[TEXTE]
Enregistrabilité aux termes de l’alinéa 12(1)d) de la Loi

[23]           L’Opposant affirme que la Marque crée de la confusion avec les marques de commerce enregistrée ci-dessous :

NADA, certificat d’enregistrement LMC565840

NADA NUFF, certificat d’enregistrement LMC478859

[24]           La date pertinente pour ce motif d’opposition est la date de la décision du registraire [voir Park Avenue, supra].

[À FAIRE] Relevez tous les passages placés entre crochets dans le texte sur l'opposition à une marque de commerce. Les enregistrements ne servent à rien ici.

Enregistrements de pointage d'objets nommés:
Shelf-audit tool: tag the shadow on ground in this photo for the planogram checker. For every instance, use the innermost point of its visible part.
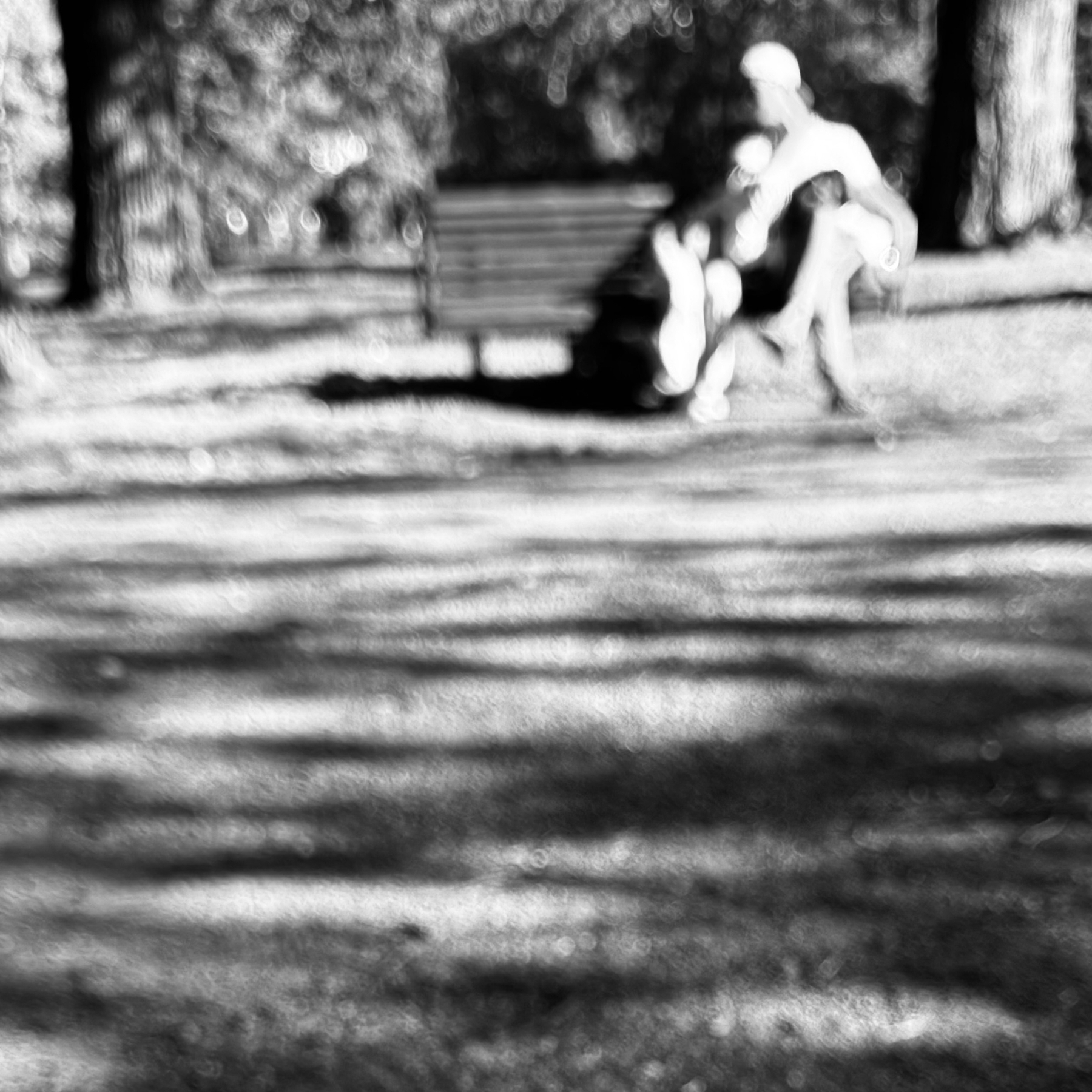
(887, 887)
(554, 393)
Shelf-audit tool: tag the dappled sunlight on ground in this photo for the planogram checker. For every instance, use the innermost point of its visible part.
(543, 753)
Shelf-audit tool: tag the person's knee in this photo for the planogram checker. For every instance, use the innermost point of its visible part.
(726, 289)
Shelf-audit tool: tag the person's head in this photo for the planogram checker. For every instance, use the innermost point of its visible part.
(775, 76)
(697, 238)
(749, 158)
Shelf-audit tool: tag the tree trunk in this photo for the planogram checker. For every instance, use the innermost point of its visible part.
(136, 229)
(7, 172)
(999, 160)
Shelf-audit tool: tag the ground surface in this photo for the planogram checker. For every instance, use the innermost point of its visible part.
(428, 742)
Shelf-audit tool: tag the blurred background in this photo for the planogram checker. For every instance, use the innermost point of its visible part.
(304, 125)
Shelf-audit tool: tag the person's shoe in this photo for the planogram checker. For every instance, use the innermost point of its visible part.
(667, 387)
(709, 411)
(849, 405)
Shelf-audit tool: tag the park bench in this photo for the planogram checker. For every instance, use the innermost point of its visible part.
(530, 259)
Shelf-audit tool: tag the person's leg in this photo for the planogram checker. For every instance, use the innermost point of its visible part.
(681, 340)
(789, 329)
(834, 332)
(723, 297)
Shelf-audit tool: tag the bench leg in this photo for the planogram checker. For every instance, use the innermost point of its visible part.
(476, 355)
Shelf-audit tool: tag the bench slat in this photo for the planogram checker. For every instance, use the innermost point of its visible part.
(573, 316)
(535, 257)
(517, 200)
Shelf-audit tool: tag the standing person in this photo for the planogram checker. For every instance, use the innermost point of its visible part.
(720, 215)
(857, 220)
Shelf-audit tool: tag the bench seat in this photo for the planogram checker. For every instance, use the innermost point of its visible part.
(531, 259)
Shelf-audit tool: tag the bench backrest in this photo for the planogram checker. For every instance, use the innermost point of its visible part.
(530, 258)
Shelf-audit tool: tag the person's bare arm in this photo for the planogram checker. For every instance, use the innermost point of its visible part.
(880, 199)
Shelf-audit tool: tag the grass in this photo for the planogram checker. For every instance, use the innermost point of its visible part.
(440, 742)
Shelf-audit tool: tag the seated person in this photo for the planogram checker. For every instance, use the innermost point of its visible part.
(857, 220)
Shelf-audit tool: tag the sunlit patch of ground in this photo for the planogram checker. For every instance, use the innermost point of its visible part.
(440, 744)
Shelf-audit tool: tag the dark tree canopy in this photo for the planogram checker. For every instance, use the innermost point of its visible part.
(595, 87)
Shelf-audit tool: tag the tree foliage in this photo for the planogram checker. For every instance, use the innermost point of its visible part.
(304, 117)
(297, 105)
(587, 87)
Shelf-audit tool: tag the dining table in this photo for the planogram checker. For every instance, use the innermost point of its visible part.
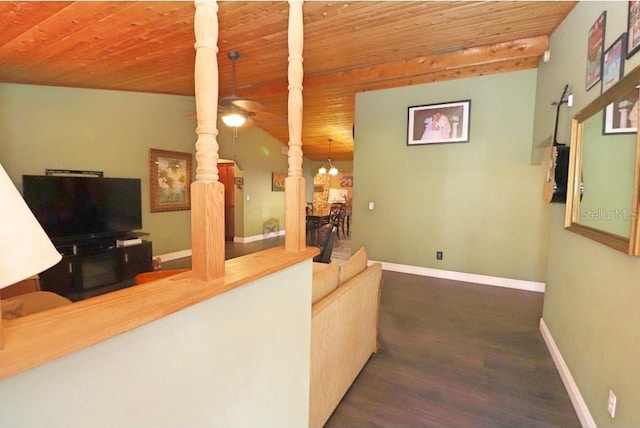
(316, 218)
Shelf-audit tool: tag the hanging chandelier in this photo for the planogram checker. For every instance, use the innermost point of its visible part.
(332, 169)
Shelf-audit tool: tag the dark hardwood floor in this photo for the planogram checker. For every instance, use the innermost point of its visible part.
(457, 355)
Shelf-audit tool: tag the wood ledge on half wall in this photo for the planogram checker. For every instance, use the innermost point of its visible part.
(42, 337)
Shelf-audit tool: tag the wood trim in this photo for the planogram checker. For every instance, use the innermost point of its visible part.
(36, 339)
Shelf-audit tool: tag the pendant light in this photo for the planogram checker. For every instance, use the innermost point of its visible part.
(332, 169)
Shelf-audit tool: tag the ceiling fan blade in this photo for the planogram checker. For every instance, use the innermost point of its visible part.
(270, 118)
(248, 105)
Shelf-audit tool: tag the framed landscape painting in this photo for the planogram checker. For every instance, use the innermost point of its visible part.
(169, 180)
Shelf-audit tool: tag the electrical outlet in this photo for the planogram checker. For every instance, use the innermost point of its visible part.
(611, 404)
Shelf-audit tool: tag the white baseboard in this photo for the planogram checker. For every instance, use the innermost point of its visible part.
(495, 281)
(580, 406)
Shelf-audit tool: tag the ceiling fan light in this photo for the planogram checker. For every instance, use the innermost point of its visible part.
(234, 120)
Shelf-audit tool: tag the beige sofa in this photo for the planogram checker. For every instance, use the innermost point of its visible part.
(344, 327)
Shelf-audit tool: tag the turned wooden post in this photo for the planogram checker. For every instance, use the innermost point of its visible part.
(207, 193)
(295, 219)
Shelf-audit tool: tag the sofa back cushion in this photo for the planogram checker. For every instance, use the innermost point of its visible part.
(353, 266)
(325, 279)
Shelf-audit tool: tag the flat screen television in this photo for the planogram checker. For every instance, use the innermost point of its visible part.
(71, 207)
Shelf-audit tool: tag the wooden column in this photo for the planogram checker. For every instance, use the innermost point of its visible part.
(207, 193)
(295, 237)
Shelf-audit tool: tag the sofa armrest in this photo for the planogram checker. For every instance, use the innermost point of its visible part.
(344, 329)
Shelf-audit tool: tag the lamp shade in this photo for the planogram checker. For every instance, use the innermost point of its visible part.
(25, 249)
(234, 120)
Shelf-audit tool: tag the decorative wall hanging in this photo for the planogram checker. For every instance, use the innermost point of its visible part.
(439, 123)
(621, 116)
(633, 28)
(169, 180)
(613, 62)
(277, 181)
(595, 50)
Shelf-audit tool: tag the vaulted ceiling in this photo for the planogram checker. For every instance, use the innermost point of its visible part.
(349, 47)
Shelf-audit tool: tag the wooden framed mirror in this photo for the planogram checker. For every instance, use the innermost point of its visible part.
(602, 194)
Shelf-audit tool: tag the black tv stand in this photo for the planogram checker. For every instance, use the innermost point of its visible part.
(92, 266)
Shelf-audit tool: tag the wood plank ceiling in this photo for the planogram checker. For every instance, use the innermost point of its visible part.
(348, 47)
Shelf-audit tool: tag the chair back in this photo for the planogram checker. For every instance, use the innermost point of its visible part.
(326, 238)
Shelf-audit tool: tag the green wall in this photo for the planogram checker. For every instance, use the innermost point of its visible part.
(64, 128)
(478, 202)
(592, 293)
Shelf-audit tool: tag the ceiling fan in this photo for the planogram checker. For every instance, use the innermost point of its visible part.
(234, 110)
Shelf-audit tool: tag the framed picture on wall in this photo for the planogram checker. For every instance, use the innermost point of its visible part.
(595, 50)
(633, 28)
(613, 62)
(169, 180)
(439, 123)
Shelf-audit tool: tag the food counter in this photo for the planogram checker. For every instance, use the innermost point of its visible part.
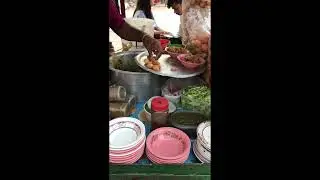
(144, 168)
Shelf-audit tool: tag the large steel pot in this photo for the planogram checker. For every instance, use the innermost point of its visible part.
(143, 85)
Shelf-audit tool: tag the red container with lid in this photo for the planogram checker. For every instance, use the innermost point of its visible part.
(159, 112)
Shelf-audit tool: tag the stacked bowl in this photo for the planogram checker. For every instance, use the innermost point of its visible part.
(168, 145)
(202, 145)
(126, 140)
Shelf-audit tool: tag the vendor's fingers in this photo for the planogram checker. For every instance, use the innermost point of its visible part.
(158, 55)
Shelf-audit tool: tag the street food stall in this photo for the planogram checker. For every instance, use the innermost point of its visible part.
(160, 110)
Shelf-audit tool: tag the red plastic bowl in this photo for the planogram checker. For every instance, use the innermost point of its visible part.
(160, 139)
(164, 43)
(188, 64)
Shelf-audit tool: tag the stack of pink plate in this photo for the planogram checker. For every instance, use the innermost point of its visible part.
(202, 146)
(168, 145)
(126, 140)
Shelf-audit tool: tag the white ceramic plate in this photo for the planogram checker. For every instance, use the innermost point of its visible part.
(197, 154)
(172, 107)
(204, 134)
(125, 132)
(204, 152)
(142, 145)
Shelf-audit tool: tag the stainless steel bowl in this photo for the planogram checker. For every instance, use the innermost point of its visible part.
(143, 85)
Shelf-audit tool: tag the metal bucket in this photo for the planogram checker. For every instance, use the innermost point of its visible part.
(143, 85)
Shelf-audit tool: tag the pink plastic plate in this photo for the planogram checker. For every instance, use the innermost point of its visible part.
(128, 160)
(127, 150)
(128, 154)
(168, 143)
(131, 161)
(154, 159)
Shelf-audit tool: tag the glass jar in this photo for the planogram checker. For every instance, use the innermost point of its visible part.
(159, 112)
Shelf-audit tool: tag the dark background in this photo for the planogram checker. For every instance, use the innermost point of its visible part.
(54, 89)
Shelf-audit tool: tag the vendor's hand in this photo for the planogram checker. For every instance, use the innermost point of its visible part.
(153, 46)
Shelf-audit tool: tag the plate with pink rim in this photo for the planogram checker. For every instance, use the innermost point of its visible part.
(125, 133)
(153, 158)
(160, 139)
(128, 161)
(128, 154)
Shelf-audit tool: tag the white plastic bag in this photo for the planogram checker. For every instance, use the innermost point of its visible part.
(196, 26)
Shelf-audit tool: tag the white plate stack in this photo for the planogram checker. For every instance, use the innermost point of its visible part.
(202, 145)
(126, 140)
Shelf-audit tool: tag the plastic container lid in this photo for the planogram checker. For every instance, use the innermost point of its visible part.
(160, 104)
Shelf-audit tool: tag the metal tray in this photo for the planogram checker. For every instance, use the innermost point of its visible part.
(167, 64)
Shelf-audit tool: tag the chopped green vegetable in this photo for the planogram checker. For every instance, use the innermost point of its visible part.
(197, 98)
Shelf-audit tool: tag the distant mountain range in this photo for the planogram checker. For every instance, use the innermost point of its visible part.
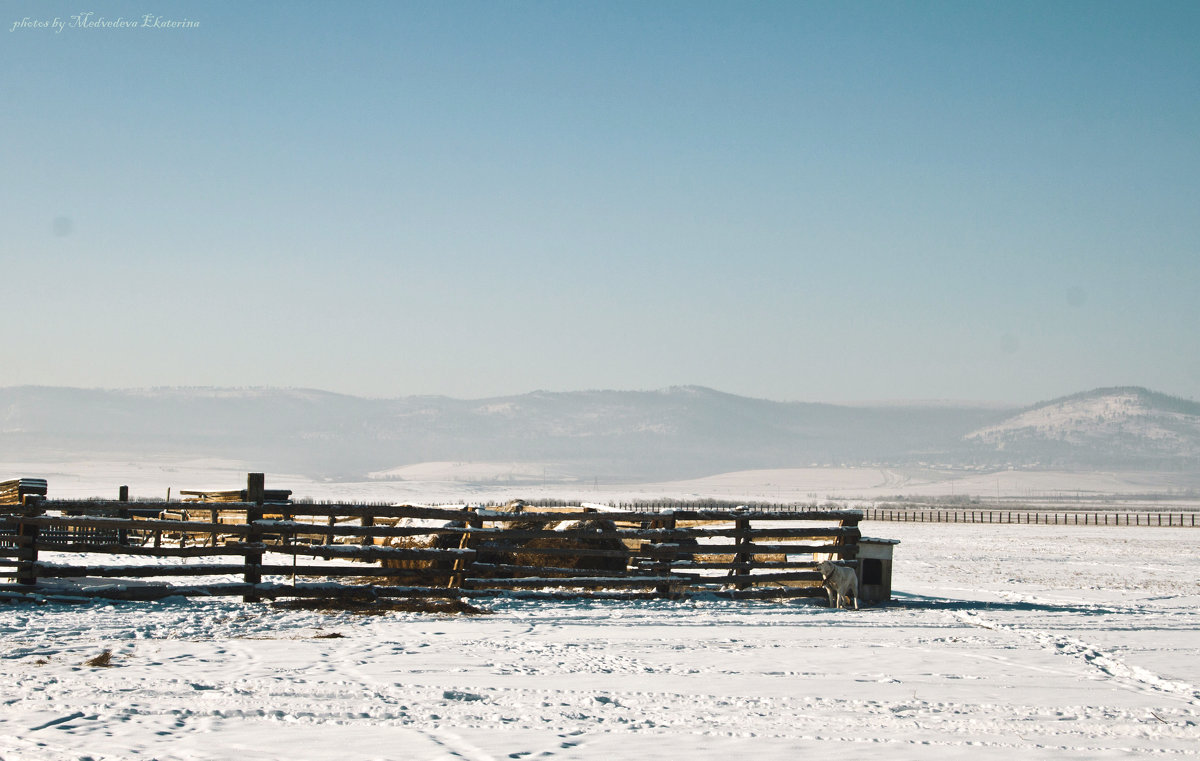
(677, 432)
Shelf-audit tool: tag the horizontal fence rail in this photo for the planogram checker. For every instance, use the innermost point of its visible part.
(382, 550)
(1036, 517)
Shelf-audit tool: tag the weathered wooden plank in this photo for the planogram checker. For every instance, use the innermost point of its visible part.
(579, 581)
(756, 549)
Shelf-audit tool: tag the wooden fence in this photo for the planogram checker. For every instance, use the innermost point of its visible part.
(282, 549)
(1037, 517)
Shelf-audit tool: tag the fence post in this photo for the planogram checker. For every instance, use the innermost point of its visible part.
(123, 534)
(664, 563)
(27, 540)
(459, 568)
(743, 538)
(255, 495)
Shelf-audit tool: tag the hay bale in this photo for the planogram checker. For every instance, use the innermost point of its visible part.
(575, 539)
(423, 573)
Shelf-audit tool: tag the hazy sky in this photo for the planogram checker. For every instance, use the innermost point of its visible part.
(798, 201)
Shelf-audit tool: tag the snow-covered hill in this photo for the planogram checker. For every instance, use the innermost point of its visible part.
(1101, 426)
(616, 436)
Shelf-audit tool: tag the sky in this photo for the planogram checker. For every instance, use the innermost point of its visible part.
(793, 201)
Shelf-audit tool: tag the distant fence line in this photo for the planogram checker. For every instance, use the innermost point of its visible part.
(1037, 517)
(453, 552)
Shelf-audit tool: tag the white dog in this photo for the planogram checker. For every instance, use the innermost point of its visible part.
(839, 580)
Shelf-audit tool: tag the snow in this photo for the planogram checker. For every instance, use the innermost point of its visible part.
(1002, 642)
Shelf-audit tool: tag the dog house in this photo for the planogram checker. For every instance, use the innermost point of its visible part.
(875, 569)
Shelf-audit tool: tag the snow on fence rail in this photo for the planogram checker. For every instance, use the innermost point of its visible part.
(1071, 517)
(415, 551)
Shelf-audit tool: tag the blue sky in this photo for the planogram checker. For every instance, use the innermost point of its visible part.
(797, 201)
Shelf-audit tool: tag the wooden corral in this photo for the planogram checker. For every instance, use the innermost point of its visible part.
(321, 550)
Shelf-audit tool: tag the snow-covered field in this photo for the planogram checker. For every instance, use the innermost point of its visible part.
(1002, 642)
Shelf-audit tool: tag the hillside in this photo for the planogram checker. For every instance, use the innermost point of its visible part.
(1115, 426)
(670, 433)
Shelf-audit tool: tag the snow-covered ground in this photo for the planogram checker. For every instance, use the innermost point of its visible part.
(1002, 642)
(501, 481)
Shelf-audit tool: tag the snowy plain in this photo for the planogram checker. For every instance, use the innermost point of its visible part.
(1002, 641)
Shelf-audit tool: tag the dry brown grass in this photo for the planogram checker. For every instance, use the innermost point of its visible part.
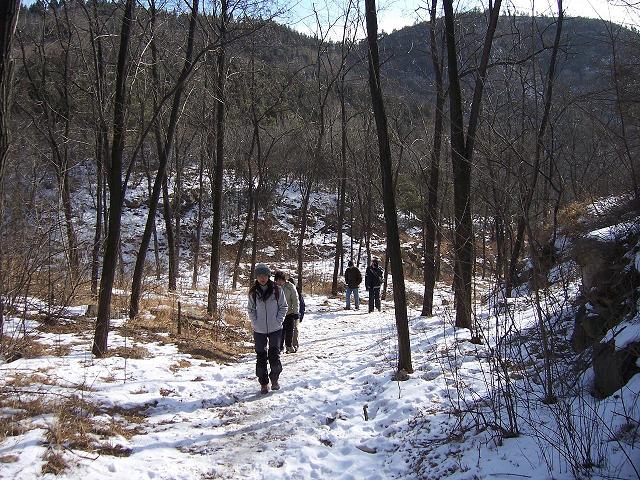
(54, 462)
(236, 317)
(180, 364)
(136, 352)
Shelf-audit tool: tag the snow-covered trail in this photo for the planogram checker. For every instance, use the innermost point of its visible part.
(313, 426)
(208, 420)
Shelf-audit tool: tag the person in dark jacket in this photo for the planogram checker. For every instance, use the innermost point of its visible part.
(293, 313)
(353, 279)
(373, 282)
(296, 324)
(266, 308)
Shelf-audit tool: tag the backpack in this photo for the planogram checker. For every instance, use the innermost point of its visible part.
(276, 292)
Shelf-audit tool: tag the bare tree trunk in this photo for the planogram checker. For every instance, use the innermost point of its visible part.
(9, 11)
(247, 224)
(462, 157)
(198, 239)
(116, 188)
(431, 210)
(156, 247)
(164, 152)
(390, 213)
(169, 230)
(342, 188)
(523, 221)
(214, 276)
(304, 213)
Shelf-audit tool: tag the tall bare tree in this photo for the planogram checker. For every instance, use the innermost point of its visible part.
(431, 223)
(221, 67)
(390, 213)
(9, 11)
(462, 156)
(164, 150)
(116, 187)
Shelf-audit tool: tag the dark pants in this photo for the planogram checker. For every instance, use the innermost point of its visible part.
(287, 328)
(374, 297)
(272, 355)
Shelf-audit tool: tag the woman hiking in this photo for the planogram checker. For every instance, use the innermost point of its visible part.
(266, 307)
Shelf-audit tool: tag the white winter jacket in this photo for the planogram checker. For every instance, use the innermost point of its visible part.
(267, 315)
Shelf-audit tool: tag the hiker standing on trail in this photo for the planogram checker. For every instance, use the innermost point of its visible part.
(353, 279)
(292, 315)
(266, 308)
(296, 323)
(372, 282)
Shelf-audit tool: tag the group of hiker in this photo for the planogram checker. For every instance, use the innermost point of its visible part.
(372, 283)
(276, 308)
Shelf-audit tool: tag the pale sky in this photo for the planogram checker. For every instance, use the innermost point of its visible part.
(395, 14)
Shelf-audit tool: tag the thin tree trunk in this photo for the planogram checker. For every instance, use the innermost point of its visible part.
(9, 11)
(390, 213)
(523, 221)
(214, 276)
(247, 224)
(342, 189)
(461, 158)
(169, 230)
(304, 213)
(164, 151)
(116, 188)
(431, 210)
(198, 239)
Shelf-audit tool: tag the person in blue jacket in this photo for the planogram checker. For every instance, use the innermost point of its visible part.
(296, 325)
(266, 308)
(373, 282)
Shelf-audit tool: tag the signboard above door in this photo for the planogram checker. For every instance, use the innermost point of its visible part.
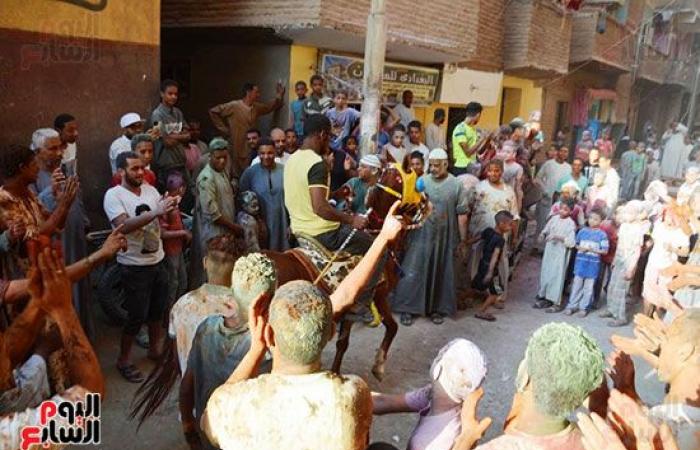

[RÉPONSE]
[23]
[24]
[voir Park Avenue, supra]